→ **Direction**:
Tally the lines in the records that contain the string "gold", treating case as significant, and give only the number.

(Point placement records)
★ ★ ★ ★

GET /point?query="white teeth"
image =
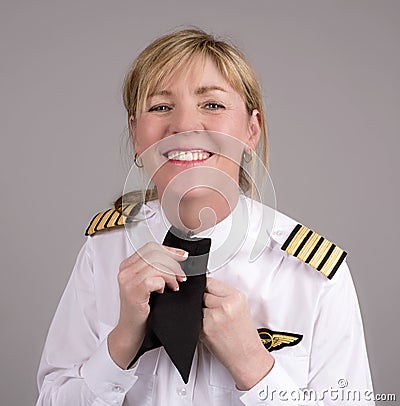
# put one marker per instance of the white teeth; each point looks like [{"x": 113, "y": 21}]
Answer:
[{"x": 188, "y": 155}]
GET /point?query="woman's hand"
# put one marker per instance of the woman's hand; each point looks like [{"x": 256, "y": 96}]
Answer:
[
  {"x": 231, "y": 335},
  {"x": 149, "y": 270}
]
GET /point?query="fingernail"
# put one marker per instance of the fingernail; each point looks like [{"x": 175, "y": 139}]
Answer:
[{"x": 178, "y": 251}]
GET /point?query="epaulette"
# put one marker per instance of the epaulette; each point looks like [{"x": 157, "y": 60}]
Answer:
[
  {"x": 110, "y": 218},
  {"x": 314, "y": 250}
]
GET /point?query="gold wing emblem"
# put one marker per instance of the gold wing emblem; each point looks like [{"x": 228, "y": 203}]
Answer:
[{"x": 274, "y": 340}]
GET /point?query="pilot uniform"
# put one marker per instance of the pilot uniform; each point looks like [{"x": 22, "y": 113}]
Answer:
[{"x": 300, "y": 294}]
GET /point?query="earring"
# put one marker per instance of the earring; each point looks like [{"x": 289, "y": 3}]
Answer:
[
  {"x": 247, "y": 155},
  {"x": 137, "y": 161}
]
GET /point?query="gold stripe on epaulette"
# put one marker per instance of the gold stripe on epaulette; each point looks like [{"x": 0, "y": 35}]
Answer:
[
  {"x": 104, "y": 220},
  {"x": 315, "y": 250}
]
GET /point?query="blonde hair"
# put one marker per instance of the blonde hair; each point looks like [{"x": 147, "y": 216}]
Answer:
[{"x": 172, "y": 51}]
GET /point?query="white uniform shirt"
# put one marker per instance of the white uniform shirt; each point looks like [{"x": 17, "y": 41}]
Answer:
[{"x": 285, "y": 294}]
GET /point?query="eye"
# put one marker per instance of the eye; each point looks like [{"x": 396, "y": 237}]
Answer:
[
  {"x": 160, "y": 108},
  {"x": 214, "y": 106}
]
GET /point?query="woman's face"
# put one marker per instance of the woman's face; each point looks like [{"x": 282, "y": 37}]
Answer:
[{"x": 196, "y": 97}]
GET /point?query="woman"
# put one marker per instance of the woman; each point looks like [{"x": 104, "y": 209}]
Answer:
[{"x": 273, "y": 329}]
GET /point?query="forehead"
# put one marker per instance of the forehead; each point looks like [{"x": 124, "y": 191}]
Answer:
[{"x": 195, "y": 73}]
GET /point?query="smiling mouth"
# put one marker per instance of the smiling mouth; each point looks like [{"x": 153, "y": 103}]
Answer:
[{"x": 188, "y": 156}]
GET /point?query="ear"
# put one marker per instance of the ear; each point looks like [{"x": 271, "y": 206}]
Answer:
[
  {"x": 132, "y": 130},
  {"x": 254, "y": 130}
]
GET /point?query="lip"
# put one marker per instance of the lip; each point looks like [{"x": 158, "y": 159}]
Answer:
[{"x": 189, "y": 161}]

★ ★ ★ ★

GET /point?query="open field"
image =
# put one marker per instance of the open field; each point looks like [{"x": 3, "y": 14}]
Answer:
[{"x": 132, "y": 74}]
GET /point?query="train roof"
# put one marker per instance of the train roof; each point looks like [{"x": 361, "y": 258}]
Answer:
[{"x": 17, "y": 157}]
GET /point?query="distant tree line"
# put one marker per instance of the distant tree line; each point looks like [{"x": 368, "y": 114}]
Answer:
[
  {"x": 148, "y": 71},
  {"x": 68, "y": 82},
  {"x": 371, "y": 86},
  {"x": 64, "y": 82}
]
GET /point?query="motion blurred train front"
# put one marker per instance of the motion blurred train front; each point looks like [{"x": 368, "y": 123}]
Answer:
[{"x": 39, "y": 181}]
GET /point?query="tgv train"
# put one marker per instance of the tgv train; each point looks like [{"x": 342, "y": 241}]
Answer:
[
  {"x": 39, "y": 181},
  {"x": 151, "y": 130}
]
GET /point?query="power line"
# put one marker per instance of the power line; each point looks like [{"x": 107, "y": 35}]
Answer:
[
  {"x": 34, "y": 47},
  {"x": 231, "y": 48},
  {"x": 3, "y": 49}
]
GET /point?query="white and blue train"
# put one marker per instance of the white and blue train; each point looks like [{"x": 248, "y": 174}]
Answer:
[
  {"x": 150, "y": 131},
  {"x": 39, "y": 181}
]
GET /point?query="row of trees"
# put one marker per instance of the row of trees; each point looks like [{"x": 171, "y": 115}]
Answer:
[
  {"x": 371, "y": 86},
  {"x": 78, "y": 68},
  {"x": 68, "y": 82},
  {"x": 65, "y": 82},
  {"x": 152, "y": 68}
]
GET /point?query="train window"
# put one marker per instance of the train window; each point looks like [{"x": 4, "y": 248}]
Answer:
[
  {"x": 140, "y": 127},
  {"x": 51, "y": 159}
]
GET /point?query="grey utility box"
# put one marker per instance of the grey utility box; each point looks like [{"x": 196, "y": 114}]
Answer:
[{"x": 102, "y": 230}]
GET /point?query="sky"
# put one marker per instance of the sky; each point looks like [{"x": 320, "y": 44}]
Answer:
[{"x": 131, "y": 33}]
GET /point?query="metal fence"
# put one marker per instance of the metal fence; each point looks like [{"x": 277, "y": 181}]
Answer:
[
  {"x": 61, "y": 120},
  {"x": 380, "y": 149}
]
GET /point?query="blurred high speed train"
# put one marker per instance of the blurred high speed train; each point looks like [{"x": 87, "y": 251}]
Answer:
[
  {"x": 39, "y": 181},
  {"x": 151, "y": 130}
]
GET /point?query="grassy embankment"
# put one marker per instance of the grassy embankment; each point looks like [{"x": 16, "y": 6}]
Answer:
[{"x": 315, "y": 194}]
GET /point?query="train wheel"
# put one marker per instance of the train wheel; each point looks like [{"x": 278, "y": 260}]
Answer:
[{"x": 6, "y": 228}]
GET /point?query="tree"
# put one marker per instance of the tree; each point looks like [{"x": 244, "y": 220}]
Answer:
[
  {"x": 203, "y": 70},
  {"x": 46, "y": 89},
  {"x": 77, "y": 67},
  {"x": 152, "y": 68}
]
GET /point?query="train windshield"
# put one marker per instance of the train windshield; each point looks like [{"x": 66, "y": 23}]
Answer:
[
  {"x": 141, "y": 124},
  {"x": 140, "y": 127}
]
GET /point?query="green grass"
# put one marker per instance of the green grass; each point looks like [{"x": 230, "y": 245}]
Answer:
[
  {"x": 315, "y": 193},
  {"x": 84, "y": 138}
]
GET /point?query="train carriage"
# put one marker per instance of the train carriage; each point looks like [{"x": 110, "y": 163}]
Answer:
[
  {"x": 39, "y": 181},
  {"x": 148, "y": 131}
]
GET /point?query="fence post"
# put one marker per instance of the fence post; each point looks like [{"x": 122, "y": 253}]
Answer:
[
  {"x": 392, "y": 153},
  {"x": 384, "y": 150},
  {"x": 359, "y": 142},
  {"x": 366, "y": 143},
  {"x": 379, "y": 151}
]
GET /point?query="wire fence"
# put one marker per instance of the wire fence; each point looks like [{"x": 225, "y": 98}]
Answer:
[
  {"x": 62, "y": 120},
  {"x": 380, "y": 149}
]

★ ★ ★ ★

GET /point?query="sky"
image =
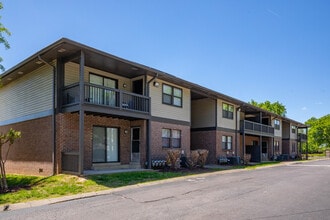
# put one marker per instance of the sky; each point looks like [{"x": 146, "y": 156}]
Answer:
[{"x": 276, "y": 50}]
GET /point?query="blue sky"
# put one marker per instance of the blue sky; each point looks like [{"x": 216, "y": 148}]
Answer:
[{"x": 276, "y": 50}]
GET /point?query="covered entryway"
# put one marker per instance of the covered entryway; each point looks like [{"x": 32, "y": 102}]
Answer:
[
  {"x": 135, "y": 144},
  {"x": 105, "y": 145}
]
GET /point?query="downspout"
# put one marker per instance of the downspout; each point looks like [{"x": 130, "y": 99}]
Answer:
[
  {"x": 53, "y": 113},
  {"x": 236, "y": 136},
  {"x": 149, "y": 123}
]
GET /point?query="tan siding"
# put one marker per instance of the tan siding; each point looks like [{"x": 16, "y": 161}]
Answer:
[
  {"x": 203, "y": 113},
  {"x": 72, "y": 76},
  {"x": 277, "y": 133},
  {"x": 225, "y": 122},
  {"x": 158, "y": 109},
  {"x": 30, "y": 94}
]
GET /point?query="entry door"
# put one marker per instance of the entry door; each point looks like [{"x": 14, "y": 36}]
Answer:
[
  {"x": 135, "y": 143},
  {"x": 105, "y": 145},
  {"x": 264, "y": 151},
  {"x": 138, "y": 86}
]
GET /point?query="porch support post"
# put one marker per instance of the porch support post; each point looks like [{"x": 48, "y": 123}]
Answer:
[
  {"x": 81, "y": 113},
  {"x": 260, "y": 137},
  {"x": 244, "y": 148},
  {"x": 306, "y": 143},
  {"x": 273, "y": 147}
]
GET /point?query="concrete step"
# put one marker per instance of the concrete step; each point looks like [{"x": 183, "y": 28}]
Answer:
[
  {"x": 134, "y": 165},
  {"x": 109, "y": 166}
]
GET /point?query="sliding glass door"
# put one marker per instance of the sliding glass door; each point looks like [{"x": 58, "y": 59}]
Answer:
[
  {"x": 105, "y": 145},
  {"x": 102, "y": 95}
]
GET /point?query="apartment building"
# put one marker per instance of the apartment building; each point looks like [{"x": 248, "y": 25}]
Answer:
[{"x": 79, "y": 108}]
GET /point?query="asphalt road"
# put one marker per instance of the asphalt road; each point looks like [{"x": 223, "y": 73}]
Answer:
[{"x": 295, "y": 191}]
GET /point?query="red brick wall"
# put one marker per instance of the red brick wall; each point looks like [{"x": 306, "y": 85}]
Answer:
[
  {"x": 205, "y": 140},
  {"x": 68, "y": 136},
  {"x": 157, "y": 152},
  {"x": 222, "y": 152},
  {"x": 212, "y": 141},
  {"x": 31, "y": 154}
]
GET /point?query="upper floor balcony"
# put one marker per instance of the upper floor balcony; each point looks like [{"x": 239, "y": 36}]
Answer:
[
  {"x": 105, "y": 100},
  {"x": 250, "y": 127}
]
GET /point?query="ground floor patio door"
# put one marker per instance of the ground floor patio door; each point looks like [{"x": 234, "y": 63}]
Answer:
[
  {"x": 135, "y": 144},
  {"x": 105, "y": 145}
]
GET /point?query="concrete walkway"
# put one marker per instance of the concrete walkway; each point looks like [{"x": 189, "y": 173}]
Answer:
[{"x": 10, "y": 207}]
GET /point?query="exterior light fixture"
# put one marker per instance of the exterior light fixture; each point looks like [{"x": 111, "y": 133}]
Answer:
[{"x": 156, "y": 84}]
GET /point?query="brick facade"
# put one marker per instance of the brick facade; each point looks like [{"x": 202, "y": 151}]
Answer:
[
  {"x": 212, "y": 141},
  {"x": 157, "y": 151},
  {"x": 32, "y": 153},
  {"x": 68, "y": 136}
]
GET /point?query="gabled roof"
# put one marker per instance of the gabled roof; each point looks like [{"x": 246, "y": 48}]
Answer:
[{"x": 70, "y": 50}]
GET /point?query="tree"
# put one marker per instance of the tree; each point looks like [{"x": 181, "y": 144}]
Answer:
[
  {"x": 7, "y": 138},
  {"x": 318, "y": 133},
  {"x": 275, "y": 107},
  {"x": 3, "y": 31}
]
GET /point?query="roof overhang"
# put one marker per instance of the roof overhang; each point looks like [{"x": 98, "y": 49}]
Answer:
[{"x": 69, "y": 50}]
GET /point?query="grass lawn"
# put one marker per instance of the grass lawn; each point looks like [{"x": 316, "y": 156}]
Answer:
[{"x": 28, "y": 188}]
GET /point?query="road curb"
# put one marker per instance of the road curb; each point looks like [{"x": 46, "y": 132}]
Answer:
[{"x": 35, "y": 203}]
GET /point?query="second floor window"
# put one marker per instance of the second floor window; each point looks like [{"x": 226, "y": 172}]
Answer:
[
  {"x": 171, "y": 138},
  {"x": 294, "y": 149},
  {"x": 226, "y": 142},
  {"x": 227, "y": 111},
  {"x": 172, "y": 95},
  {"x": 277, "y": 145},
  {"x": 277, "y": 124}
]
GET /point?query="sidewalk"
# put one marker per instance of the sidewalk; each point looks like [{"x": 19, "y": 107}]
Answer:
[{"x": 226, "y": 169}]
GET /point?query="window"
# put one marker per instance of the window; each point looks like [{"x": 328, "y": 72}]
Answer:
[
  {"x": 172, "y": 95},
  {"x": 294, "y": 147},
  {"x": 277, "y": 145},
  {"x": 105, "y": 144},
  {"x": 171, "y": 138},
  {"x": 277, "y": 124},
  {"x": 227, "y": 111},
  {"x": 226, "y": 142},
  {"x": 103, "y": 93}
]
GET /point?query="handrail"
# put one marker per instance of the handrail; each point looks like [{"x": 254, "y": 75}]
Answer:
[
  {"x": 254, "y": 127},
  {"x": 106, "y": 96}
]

★ ★ ★ ★

→ **Reply**:
4